***** INPUT DATA *****
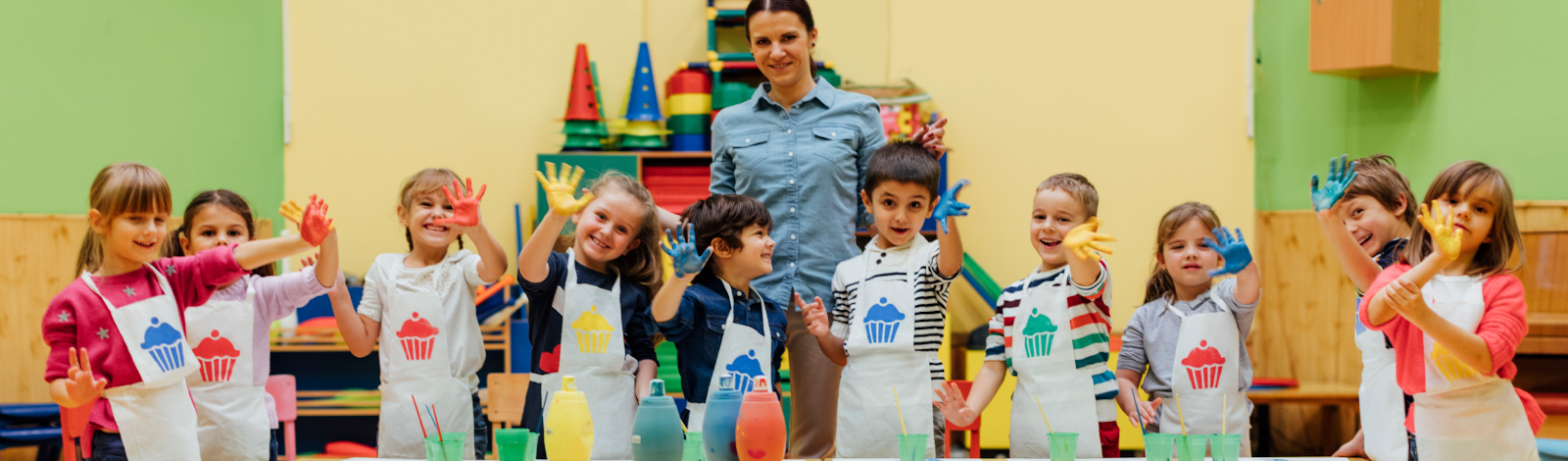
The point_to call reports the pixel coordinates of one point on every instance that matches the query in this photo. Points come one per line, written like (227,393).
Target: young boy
(1065,372)
(890,306)
(1366,214)
(717,322)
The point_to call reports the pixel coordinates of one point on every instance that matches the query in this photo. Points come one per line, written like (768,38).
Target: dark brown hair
(1379,179)
(122,188)
(1078,187)
(1458,180)
(725,217)
(217,198)
(904,162)
(1160,282)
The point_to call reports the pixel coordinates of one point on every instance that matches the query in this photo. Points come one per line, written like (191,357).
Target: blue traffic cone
(643,105)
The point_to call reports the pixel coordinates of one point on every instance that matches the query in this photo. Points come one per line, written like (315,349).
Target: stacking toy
(568,429)
(656,434)
(760,434)
(718,424)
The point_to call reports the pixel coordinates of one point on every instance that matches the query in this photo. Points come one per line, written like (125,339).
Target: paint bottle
(568,429)
(718,424)
(760,434)
(656,434)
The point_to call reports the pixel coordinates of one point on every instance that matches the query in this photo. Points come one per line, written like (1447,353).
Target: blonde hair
(422,182)
(1160,282)
(122,188)
(1462,179)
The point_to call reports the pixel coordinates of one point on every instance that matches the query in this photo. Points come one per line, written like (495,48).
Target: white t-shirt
(454,281)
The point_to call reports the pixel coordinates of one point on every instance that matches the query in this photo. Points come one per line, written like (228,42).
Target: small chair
(972,429)
(282,390)
(509,392)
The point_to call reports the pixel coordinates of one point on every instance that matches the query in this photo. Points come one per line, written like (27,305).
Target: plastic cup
(1227,447)
(1157,445)
(1063,445)
(911,447)
(1191,447)
(516,444)
(447,447)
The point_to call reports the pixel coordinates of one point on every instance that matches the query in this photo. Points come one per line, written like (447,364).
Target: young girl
(118,328)
(419,304)
(1191,333)
(1455,320)
(234,411)
(601,288)
(1366,214)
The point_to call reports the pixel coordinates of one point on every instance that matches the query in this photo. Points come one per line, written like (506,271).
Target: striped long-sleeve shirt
(1090,322)
(930,293)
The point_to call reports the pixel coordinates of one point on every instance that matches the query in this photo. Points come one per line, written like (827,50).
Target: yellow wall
(1147,99)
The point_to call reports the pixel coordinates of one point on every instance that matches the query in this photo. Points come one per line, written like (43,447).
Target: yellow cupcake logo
(1450,367)
(593,332)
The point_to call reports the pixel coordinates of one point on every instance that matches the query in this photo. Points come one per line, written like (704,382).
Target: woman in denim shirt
(800,146)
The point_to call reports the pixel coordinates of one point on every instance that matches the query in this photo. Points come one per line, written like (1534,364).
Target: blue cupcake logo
(165,343)
(882,322)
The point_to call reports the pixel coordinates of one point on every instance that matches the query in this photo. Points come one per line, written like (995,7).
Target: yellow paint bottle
(568,427)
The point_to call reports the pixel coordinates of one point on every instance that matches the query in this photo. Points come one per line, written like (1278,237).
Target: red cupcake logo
(1203,366)
(417,337)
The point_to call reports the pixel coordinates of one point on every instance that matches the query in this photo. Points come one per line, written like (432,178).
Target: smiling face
(1186,257)
(214,227)
(420,217)
(899,211)
(781,46)
(608,228)
(1055,212)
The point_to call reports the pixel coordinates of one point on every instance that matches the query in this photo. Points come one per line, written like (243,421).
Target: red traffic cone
(580,104)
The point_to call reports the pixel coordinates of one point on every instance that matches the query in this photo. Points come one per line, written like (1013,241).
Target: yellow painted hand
(1445,237)
(1086,240)
(561,188)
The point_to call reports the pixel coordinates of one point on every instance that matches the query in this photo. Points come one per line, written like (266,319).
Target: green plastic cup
(446,447)
(911,447)
(1157,447)
(1227,447)
(516,445)
(1192,447)
(1063,445)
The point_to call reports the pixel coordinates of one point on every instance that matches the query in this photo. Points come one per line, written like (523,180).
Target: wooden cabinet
(1374,38)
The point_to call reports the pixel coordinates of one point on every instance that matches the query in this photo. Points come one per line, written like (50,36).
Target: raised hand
(80,384)
(1340,178)
(1086,240)
(684,253)
(1233,248)
(951,400)
(559,190)
(815,317)
(949,206)
(465,206)
(1445,237)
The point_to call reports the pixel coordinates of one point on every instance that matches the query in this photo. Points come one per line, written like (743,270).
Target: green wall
(192,88)
(1501,97)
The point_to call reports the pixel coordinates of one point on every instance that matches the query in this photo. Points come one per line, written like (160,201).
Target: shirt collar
(822,93)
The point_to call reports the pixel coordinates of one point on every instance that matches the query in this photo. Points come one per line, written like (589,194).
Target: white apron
(882,359)
(231,411)
(156,416)
(1048,371)
(1466,414)
(739,342)
(593,350)
(1212,343)
(416,342)
(1382,400)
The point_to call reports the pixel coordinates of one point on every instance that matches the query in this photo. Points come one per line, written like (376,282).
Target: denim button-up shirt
(807,165)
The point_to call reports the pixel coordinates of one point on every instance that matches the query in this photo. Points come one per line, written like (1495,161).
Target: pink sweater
(77,317)
(1501,327)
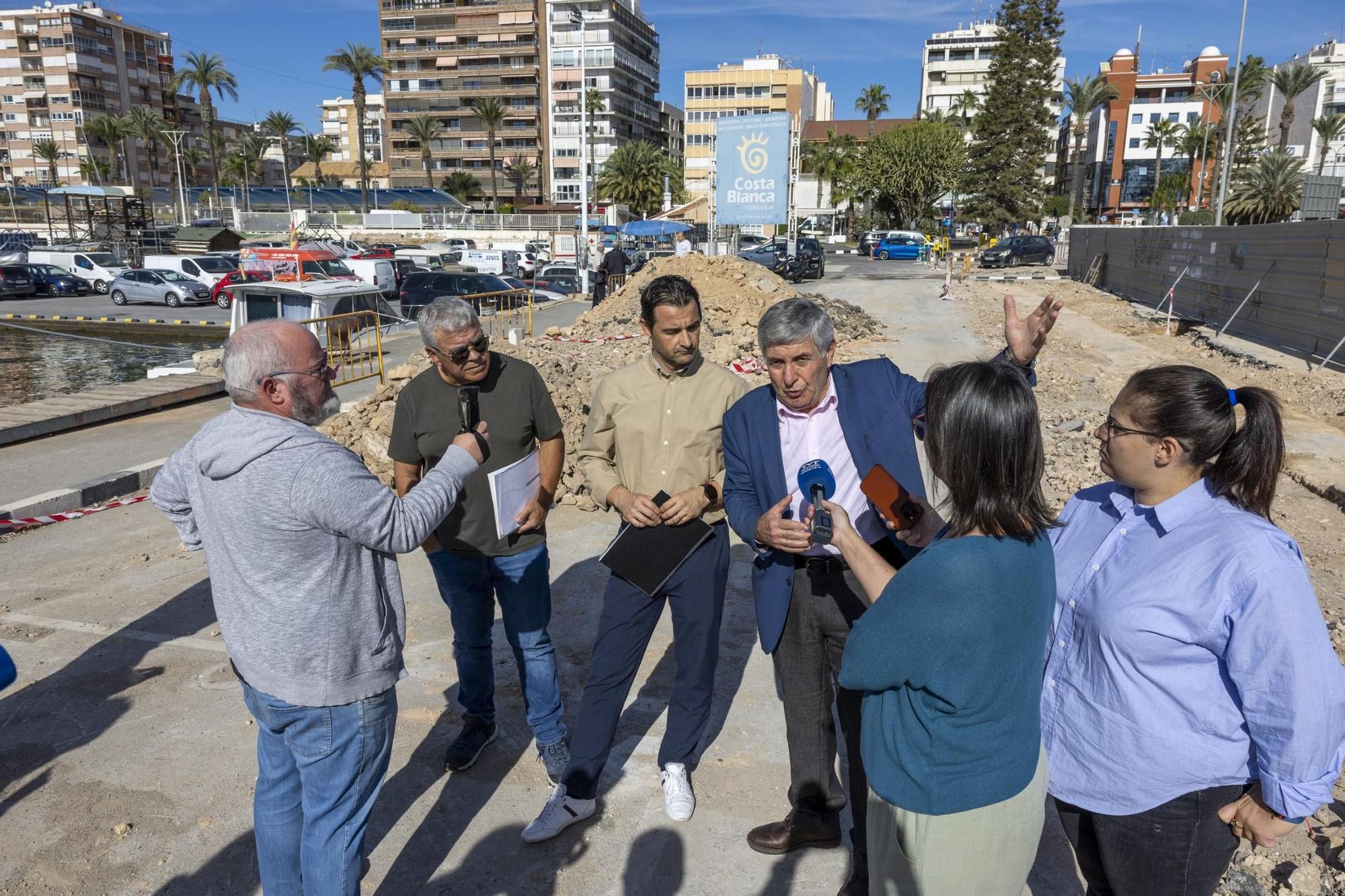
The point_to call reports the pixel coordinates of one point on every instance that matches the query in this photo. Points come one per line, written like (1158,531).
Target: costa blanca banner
(753,170)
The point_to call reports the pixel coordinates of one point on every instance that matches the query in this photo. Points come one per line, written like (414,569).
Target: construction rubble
(572,360)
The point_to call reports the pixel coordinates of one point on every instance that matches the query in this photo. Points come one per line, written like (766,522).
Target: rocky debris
(734,295)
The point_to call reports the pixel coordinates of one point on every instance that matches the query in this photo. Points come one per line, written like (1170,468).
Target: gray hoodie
(302,541)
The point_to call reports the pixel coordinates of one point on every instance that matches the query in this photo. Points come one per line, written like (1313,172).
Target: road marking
(104,631)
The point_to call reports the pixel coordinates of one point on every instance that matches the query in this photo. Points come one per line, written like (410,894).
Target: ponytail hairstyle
(1194,407)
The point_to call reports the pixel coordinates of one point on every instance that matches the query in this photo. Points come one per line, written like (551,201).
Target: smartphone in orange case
(891,498)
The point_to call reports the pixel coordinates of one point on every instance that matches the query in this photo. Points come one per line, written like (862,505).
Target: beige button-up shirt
(653,431)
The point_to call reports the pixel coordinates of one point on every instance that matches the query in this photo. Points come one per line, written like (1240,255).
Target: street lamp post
(1233,118)
(582,251)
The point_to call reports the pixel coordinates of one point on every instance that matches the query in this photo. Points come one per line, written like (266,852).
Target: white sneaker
(560,813)
(679,798)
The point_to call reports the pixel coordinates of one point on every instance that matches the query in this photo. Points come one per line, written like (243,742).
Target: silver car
(167,287)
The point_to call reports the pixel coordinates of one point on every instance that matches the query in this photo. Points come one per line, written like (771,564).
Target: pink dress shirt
(818,435)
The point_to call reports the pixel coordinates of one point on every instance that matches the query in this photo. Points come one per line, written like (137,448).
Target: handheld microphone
(817,482)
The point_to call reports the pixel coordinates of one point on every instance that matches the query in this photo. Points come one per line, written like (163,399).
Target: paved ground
(126,712)
(76,456)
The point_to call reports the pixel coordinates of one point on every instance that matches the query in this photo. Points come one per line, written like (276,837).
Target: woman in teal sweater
(952,651)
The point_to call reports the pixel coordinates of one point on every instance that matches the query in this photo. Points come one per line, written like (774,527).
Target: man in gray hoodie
(301,540)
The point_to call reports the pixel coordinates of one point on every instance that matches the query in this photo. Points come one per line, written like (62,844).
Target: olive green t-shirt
(517,408)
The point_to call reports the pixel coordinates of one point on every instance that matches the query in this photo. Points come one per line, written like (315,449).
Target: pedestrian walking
(952,735)
(474,565)
(851,416)
(654,427)
(301,540)
(1192,693)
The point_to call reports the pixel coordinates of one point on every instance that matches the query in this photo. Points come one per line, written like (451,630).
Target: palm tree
(1082,97)
(490,112)
(424,130)
(111,131)
(49,153)
(1268,190)
(518,171)
(317,147)
(206,72)
(872,103)
(360,63)
(1161,134)
(1330,128)
(280,126)
(1293,81)
(462,185)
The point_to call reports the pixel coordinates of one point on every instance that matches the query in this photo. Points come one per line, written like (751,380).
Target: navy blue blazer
(878,404)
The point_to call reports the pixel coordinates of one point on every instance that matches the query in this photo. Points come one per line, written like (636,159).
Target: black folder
(648,556)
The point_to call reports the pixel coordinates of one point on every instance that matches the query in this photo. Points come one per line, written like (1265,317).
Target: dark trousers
(696,594)
(1176,849)
(808,663)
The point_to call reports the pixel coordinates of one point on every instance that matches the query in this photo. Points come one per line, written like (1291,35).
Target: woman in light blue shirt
(1191,696)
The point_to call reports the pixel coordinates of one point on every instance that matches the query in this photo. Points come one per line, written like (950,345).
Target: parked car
(422,288)
(17,282)
(900,247)
(774,253)
(1017,251)
(52,280)
(223,296)
(161,286)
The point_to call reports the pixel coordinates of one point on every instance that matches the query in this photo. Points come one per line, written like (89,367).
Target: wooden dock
(96,405)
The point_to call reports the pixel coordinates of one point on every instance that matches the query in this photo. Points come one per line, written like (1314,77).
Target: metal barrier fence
(353,341)
(1281,286)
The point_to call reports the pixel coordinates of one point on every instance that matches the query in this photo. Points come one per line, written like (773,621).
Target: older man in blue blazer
(852,416)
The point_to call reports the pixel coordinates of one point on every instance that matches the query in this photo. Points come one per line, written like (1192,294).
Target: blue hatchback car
(898,248)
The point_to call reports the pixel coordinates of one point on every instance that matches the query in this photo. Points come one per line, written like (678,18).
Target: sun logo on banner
(753,154)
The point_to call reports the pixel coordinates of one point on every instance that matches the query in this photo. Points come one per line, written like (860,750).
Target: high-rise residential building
(958,63)
(621,75)
(1118,167)
(673,130)
(754,87)
(442,58)
(1327,97)
(65,65)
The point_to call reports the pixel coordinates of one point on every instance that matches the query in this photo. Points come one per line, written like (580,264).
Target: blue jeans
(319,770)
(523,583)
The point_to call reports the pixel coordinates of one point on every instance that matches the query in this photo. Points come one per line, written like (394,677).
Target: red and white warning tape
(73,514)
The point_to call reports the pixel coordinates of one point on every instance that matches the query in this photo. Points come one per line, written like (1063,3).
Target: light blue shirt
(1188,651)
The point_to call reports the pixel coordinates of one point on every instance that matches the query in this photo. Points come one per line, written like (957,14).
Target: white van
(376,271)
(208,270)
(99,268)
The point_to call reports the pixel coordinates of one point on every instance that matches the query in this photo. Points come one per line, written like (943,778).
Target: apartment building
(1327,97)
(442,57)
(1120,169)
(621,65)
(960,61)
(65,65)
(754,87)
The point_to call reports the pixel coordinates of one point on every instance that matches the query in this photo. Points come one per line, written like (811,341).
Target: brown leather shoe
(796,831)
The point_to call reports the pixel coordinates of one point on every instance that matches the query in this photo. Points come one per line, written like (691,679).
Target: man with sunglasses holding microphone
(473,565)
(302,544)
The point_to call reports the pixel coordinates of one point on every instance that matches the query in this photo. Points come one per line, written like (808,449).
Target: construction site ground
(127,760)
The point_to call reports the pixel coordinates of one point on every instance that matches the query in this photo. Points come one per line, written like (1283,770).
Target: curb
(87,319)
(85,494)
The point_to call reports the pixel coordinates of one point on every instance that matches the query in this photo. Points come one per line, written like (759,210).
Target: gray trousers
(808,663)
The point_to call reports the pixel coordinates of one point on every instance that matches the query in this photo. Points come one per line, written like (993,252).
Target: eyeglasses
(1117,430)
(326,372)
(459,356)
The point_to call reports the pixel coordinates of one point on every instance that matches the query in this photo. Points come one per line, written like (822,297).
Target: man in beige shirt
(654,427)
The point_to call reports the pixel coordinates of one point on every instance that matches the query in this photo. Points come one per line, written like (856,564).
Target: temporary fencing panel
(1300,304)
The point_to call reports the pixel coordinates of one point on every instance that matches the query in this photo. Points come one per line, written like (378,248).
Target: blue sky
(276,49)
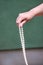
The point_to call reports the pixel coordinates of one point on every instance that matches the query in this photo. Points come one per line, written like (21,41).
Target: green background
(9,34)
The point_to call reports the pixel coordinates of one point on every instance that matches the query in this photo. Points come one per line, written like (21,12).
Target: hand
(23,18)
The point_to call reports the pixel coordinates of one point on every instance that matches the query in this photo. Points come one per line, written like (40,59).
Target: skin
(27,16)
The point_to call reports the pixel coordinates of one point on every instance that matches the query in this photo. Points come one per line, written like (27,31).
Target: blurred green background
(9,34)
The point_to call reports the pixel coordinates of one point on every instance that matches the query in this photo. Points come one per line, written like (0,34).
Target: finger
(21,24)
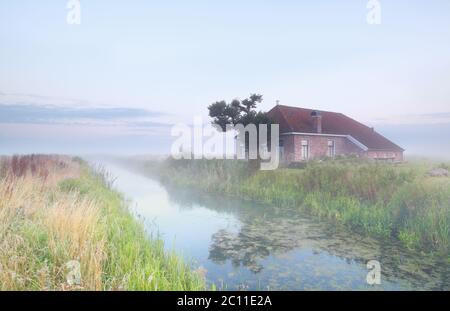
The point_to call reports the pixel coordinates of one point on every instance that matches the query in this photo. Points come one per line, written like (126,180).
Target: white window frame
(305,146)
(331,143)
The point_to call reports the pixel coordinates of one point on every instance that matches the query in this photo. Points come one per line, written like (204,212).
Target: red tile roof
(294,119)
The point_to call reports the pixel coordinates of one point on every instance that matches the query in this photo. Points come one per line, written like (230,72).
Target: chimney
(317,121)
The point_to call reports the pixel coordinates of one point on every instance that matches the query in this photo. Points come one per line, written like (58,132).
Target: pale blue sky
(174,58)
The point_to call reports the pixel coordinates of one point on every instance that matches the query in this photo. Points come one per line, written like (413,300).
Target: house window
(305,150)
(331,149)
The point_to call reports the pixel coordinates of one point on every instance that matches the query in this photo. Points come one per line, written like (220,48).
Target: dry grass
(44,228)
(54,211)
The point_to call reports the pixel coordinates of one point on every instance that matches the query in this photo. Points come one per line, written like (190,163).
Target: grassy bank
(56,214)
(381,200)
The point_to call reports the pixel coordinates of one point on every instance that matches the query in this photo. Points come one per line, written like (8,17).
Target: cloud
(26,113)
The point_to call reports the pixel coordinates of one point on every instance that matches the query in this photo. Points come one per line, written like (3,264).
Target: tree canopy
(238,112)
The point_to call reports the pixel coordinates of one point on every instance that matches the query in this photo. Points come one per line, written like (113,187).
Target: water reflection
(243,245)
(269,231)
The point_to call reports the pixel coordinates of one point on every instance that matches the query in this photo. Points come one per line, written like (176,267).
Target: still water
(243,245)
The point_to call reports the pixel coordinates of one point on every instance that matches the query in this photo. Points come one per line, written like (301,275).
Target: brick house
(310,134)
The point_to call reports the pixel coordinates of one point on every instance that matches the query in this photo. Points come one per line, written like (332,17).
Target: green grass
(382,200)
(133,260)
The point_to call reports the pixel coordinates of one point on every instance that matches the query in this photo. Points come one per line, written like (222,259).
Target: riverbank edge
(135,259)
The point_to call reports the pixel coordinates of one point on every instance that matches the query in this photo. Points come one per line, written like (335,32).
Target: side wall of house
(318,146)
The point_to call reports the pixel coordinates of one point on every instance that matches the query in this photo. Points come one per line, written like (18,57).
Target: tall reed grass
(54,211)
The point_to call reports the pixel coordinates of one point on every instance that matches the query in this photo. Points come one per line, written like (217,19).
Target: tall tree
(240,112)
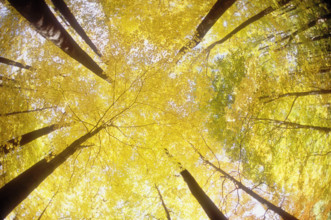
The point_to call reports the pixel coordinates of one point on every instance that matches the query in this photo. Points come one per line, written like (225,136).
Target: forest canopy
(165,109)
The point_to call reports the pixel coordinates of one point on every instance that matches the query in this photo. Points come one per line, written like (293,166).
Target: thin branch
(163,204)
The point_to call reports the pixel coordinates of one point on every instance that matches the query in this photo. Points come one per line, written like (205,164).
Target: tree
(20,187)
(40,16)
(278,210)
(24,139)
(206,24)
(246,23)
(210,208)
(155,102)
(65,11)
(13,63)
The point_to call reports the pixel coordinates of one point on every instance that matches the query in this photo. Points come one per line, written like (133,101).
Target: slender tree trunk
(65,11)
(298,94)
(285,215)
(15,191)
(245,24)
(13,63)
(206,24)
(163,203)
(28,137)
(206,203)
(26,111)
(41,17)
(295,125)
*****
PROMPT: Starting with the line with "written like (774,527)." above and going on through the line with "written like (315,449).", transcribe every line exactly, both ends included, and add nothing.

RESPONSE BOX:
The point_to call reports the pixel coordinates of one point on every instance that matches the query in this photo. Points come one per line, written like (774,527).
Target: man in gray hoodie
(301,540)
The point_to call reports the pixel coordinates of one point on every instance that matches the query in this photo. Points come one per line, written like (62,844).
Target: olive green t-shirt
(517,408)
The point_to call reports the pixel coordinates of one point on every instance that matches the query in this photo. Points come one per line, written like (315,449).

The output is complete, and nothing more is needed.